Entries taken from a collection:
*** Block opens ***

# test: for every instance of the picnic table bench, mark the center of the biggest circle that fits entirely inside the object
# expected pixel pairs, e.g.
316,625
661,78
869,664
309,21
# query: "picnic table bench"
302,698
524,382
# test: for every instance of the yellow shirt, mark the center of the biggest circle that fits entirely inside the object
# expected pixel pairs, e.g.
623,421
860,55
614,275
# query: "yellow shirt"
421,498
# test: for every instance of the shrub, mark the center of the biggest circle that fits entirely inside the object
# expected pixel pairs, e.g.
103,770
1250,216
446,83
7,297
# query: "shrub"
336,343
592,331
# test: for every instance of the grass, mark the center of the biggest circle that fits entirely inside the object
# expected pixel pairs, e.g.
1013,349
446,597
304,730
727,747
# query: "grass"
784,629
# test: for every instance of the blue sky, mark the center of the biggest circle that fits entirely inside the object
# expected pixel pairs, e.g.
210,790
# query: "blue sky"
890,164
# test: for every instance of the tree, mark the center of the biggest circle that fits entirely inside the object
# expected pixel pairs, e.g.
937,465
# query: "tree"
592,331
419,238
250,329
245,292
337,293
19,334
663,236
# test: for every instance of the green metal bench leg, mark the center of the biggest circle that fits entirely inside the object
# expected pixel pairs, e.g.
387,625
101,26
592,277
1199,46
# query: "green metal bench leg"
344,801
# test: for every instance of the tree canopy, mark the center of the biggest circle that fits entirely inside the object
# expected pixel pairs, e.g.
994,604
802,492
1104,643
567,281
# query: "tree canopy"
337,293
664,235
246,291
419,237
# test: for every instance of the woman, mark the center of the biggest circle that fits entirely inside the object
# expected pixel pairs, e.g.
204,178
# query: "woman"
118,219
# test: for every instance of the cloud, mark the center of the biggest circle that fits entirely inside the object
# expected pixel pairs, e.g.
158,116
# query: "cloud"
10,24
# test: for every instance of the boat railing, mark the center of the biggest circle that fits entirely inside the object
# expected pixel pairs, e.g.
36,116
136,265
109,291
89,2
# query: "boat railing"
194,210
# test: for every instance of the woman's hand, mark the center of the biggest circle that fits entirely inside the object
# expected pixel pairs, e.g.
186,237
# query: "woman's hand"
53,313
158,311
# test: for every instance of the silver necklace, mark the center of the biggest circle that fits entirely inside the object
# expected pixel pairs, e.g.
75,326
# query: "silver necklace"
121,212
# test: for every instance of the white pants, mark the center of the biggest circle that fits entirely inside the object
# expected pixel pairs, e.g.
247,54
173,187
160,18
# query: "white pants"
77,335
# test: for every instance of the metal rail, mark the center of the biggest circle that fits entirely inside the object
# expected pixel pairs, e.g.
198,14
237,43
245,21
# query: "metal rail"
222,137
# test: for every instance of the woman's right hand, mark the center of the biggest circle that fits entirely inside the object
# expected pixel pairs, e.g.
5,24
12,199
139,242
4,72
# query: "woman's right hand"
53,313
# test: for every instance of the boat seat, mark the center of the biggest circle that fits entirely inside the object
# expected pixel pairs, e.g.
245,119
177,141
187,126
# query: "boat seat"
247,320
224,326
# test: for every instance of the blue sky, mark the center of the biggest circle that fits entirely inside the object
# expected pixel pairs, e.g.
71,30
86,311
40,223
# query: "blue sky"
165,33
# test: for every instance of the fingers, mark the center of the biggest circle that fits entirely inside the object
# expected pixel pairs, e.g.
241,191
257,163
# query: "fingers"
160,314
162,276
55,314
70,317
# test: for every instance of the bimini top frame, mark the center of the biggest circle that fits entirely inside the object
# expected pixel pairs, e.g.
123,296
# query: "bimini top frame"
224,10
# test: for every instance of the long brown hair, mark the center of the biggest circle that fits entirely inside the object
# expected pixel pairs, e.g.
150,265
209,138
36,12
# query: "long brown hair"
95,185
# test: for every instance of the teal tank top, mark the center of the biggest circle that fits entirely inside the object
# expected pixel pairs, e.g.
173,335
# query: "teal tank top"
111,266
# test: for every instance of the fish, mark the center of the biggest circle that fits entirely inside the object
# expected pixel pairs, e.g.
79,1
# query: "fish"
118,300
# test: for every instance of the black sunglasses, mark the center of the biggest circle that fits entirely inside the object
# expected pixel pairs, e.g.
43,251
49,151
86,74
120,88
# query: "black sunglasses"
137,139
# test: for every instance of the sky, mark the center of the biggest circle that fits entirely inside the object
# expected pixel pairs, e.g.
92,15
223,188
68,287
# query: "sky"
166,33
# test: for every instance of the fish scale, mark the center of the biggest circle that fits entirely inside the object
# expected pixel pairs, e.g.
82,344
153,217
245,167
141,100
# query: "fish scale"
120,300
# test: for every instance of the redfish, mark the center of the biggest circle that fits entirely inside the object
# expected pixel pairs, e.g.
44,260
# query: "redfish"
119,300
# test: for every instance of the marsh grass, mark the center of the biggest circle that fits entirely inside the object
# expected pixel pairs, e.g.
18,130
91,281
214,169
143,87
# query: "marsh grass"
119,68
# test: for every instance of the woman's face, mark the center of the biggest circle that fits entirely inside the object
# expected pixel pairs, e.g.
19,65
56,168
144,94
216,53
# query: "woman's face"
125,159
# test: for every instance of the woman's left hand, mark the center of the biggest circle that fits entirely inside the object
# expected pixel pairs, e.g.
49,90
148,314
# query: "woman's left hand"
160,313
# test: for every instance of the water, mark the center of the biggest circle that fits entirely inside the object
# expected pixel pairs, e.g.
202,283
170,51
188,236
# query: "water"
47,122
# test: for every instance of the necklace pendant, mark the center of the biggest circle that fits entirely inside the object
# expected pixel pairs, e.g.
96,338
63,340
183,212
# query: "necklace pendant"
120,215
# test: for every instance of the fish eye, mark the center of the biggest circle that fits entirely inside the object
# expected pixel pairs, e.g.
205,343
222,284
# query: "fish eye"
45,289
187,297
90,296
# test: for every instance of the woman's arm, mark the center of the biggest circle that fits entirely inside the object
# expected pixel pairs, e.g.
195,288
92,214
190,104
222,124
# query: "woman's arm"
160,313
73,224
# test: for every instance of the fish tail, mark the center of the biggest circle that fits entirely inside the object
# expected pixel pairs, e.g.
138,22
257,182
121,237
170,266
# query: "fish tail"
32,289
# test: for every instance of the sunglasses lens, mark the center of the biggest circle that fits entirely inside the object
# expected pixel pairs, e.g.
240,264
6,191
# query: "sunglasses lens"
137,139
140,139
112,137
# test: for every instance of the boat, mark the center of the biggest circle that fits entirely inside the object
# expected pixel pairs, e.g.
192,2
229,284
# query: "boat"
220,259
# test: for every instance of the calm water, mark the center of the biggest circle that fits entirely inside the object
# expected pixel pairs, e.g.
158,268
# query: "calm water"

*** Block closes ***

# WHAT THE EXERCISE ASKS
Reply with the number of lines in the data that include the string "calm" and nothing else.

# RESPONSE TO THE TASK
2